Return every line of the records below without changing anything.

— start of Supplied records —

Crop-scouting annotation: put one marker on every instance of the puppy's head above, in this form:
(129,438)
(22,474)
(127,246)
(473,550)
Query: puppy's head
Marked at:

— end of Supplied records —

Correct output:
Crop-scouting annotation: put one marker on every instance of the puppy's head above, in this form:
(129,438)
(22,474)
(127,246)
(473,550)
Query: puppy's head
Marked at:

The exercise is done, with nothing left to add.